> [Activities]
1. In the article below on facing the inner critic, list each self-critical statement that comes before the line "Do these words sound familiar?"
2. Answer these questions about the article below on facing the inner critic:
(a) On what date was it published?
(b) What source is given for the image credits?
(c) According to the article, what is self-criticism really a way to do?

> [Excerpt provided]
Facing my inner critic

Do you ever find yourself asking "why am I so hard on myself?" Your inner critic may be at play.

Gabbi De Boer
6th December 2022
Image Credits: Unsplash
Not being good enough. Everything I do is awful. Why can’t this part of my life look as perfect as theirs? I wish I was talented. 
Do these words sound familiar? 

Self-criticism is something many of us find comfort in. The feeling that, somehow, we aren’t destined to achieve or amount to anything at all. It’s lonely and often inescapable. But really, it’s a way to manage expectations of ourselves. If we truly believe that nothing we do is of value, then so what if we produce something that’s imperfect? It was never going to be good anyway.

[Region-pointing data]
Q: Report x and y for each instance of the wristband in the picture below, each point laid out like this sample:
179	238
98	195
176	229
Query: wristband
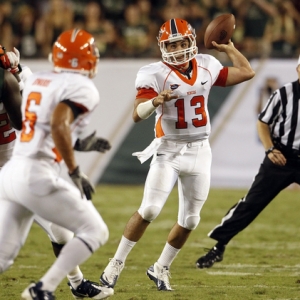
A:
21	85
270	150
145	109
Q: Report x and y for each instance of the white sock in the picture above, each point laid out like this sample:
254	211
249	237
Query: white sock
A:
75	277
168	255
124	249
73	254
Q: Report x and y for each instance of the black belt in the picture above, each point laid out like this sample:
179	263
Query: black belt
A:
287	151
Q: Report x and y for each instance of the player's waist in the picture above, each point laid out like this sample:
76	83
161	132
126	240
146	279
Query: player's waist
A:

> [Responses in order]
1.
- Not being good enough.
- Everything I do is awful.
- Why can't this part of my life look as perfect as theirs?
- I wish I was talented.

2.
(a) 6th December 2022
(b) Unsplash
(c) To manage expectations of ourselves